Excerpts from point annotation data
* * * * *

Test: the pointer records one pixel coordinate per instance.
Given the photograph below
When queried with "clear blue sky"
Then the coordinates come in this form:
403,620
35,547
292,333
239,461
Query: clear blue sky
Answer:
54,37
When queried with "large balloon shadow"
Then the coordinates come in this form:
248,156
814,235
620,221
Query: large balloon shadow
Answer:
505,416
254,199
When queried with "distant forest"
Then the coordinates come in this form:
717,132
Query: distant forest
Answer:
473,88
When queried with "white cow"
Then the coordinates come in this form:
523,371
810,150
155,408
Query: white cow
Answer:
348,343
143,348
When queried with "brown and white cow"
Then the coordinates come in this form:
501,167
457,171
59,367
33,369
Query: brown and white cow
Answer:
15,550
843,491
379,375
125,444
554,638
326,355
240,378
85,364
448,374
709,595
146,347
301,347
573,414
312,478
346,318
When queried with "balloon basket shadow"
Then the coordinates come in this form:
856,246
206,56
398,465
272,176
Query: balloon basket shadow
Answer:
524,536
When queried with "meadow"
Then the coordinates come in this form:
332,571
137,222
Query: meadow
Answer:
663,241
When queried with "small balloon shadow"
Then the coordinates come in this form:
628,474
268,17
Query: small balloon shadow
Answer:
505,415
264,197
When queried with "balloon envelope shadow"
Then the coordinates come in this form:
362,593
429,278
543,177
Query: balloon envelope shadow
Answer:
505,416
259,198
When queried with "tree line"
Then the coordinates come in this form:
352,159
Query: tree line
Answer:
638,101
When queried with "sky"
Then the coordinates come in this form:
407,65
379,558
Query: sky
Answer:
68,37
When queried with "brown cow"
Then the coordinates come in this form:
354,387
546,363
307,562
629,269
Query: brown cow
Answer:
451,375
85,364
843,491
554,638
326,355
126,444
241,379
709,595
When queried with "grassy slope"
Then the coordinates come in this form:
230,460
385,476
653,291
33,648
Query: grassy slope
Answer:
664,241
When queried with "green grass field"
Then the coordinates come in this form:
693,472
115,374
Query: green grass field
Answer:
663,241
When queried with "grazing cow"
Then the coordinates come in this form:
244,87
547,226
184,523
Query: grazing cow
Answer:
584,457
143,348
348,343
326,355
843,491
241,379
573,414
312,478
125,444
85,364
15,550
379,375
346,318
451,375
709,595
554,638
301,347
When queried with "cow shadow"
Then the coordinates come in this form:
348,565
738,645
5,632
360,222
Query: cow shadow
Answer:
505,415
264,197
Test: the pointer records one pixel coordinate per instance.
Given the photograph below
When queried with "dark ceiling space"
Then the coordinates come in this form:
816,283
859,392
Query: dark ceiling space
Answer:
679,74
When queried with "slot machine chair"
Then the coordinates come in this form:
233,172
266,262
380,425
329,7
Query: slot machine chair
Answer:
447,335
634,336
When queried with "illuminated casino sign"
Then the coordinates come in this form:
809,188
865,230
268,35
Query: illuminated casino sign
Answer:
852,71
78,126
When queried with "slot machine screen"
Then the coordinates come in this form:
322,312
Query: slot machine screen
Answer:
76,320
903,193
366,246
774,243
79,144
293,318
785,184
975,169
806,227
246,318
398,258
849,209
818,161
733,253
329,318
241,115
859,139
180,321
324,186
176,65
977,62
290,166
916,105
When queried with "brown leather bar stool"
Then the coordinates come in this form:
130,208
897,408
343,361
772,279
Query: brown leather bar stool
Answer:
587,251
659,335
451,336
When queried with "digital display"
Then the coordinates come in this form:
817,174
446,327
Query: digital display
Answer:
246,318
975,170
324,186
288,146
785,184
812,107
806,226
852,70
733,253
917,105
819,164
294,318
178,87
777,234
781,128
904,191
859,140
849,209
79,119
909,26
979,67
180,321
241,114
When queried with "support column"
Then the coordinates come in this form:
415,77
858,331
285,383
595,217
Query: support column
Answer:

* * * * *

— TASK TO COMPLETE —
Report every line of the material that contains the word "clear", treating uppercase and lowercase as different.

— EXERCISE OUTPUT —
When queried with "clear blue sky"
Query: clear blue sky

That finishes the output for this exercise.